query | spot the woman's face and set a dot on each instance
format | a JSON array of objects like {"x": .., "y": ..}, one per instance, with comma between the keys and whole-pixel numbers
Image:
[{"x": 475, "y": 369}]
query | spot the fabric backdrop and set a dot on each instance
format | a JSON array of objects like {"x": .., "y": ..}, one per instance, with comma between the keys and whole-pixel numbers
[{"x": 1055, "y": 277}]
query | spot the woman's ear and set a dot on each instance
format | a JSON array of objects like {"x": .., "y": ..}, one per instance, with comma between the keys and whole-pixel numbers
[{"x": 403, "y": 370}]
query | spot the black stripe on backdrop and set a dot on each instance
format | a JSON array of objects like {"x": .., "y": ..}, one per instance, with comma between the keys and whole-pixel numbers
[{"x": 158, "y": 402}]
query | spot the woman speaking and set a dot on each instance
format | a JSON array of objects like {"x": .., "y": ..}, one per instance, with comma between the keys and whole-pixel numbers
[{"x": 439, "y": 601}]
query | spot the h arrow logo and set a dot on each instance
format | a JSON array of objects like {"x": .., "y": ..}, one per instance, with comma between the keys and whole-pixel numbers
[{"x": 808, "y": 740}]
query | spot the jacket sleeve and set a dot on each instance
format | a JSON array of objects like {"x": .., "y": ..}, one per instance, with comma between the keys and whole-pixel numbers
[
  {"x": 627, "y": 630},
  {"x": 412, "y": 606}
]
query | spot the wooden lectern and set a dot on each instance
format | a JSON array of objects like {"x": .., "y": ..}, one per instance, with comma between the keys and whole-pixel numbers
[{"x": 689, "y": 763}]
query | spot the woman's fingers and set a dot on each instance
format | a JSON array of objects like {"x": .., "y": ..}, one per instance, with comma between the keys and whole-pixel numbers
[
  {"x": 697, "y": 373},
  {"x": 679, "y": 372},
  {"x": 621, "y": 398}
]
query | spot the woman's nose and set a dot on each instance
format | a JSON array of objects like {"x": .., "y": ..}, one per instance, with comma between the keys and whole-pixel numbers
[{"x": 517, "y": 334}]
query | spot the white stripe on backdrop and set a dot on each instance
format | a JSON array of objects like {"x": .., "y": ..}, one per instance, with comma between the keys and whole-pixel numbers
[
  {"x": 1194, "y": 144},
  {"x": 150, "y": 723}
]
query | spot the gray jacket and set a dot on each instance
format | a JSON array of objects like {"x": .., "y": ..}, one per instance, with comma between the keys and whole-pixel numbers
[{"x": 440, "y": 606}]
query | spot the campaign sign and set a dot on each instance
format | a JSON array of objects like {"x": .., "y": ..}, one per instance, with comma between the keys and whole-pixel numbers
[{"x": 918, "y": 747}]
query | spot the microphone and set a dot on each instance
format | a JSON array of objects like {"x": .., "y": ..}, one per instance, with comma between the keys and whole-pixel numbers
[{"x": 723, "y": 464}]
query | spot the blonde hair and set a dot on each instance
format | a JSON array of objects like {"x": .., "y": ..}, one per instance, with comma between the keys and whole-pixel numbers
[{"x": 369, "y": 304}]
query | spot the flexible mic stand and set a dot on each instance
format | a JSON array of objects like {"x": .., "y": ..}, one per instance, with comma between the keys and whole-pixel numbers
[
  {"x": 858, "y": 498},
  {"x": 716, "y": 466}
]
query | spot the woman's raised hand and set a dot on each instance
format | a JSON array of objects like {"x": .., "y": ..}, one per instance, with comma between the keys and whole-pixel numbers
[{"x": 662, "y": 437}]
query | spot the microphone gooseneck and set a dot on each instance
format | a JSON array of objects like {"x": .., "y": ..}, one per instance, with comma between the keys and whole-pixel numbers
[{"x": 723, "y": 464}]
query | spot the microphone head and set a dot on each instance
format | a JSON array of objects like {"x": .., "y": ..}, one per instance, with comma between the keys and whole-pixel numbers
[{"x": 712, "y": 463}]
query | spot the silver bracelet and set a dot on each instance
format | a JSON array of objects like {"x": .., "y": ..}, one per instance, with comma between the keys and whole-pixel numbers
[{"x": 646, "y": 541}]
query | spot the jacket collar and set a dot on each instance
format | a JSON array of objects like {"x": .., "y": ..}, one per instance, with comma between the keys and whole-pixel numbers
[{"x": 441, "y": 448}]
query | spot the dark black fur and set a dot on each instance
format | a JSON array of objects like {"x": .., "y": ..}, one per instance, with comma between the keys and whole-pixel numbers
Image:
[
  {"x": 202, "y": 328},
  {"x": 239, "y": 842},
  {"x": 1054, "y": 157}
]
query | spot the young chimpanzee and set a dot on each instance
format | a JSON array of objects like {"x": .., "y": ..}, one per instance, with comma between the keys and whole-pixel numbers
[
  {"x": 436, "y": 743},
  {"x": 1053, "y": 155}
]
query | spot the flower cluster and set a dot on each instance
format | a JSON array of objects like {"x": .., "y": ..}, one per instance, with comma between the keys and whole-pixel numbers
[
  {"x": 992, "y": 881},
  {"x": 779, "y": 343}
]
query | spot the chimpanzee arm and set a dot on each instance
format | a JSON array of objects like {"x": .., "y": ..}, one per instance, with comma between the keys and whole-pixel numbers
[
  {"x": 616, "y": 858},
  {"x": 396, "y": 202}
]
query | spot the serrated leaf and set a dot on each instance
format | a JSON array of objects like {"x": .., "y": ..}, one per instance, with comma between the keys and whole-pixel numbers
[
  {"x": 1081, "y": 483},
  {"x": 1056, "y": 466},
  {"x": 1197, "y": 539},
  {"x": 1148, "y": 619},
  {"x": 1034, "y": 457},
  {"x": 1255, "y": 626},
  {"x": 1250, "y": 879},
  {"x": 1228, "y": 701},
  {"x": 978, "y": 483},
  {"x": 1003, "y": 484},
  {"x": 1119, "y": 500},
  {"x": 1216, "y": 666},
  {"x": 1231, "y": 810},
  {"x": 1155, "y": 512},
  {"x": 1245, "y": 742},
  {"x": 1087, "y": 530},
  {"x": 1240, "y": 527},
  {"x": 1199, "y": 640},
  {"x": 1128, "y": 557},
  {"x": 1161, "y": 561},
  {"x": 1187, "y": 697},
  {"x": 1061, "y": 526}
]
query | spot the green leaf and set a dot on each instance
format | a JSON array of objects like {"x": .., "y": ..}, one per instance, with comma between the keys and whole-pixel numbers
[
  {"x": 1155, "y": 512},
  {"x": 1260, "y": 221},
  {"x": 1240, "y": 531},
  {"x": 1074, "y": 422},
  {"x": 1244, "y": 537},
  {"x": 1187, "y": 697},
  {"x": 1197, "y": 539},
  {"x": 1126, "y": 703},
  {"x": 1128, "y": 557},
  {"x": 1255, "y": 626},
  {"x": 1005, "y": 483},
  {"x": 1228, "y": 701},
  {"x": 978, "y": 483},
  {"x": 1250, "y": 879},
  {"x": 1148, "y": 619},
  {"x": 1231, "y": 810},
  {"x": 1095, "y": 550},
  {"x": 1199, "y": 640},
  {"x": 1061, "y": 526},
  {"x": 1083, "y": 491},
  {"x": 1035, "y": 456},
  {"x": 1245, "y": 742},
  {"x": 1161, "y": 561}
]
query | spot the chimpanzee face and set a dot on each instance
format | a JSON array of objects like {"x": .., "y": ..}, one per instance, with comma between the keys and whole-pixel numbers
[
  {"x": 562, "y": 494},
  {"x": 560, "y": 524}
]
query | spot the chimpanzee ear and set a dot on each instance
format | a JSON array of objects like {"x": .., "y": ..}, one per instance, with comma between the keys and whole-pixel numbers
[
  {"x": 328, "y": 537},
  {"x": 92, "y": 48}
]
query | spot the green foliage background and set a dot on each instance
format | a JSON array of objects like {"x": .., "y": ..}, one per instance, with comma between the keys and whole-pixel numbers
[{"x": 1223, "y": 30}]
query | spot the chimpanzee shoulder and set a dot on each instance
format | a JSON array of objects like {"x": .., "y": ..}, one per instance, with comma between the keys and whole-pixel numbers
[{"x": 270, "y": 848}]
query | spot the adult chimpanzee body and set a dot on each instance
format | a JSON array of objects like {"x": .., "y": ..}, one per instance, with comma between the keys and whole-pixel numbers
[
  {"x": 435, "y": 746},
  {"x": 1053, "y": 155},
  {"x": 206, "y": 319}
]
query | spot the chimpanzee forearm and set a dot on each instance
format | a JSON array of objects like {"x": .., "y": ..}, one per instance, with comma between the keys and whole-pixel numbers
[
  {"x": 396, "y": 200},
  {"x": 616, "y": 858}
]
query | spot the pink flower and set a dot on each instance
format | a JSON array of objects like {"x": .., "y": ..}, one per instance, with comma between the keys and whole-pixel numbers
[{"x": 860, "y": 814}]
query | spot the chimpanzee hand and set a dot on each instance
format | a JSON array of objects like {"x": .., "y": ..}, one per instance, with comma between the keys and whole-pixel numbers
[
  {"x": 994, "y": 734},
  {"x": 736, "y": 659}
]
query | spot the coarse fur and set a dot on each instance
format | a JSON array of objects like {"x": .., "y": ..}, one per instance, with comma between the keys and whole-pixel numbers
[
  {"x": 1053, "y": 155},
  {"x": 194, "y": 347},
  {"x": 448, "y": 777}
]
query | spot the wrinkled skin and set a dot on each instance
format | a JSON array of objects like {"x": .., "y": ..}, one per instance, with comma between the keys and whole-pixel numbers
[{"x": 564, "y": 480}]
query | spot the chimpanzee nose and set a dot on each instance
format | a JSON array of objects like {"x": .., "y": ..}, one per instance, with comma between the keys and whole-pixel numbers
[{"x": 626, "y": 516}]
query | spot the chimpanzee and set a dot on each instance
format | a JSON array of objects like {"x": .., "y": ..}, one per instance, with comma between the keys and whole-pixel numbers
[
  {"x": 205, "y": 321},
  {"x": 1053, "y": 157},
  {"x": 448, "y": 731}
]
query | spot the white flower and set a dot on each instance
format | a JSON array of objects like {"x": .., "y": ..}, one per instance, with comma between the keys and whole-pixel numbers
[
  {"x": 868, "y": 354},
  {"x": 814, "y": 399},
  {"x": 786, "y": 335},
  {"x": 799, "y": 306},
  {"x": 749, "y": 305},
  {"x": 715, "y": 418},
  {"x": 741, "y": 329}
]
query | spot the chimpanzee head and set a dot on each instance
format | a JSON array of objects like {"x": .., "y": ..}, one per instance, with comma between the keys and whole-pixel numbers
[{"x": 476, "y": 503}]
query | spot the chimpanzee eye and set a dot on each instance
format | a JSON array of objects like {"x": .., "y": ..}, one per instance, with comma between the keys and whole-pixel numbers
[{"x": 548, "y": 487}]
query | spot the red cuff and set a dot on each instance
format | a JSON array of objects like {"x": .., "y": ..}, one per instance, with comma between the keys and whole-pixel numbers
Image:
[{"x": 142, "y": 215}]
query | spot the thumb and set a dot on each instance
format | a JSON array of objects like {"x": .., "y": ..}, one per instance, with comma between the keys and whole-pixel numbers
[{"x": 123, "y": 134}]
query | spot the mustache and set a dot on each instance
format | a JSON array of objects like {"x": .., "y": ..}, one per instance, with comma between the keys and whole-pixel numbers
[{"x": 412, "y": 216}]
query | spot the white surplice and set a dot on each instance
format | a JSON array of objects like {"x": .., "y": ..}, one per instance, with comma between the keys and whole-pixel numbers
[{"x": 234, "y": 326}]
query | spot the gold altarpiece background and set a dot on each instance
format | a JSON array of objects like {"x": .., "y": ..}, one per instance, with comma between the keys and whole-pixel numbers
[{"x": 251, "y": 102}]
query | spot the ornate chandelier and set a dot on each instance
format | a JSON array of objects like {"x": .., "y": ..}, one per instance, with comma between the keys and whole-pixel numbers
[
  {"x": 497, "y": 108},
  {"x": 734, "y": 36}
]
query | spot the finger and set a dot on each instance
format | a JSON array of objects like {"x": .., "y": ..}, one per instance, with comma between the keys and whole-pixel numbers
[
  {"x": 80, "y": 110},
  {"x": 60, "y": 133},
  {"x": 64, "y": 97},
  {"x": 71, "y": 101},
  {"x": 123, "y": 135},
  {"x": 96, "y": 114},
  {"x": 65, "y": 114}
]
········
### Instruction
Everything from the line containing "query | spot the ornate" through the final line of the listing, inclusive, must be reproduced exactly; leave out the rest.

### Written solution
query | spot the ornate chandelier and set a dot on each instance
format | a JSON array of objects like {"x": .., "y": ..}, one per instance, with comma between the keys and whole-pixel numbers
[
  {"x": 497, "y": 108},
  {"x": 734, "y": 36}
]
query | spot the finger and set a dot on each instance
format | a JSON array of objects like {"x": .., "y": ..}, one per instance, with comma between the keys and whole-pixel numbers
[
  {"x": 80, "y": 110},
  {"x": 60, "y": 133},
  {"x": 64, "y": 97},
  {"x": 71, "y": 101},
  {"x": 123, "y": 135},
  {"x": 96, "y": 114},
  {"x": 65, "y": 114}
]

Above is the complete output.